LISTA DE REGISTROS:
——————

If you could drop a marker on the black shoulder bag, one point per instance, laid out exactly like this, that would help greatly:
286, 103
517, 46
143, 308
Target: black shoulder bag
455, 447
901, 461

——————

INSTRUÇÕES DA TAREFA: Reproduza os registros acima substituindo "black shoulder bag" por "brown leather backpack" e mantendo todo o resto sem alteração.

SOLUÇÃO:
If you could drop a marker on the brown leather backpack, one point per instance, laid out exactly like this, that would help greatly:
286, 103
517, 46
143, 308
Target: brown leather backpack
455, 447
901, 461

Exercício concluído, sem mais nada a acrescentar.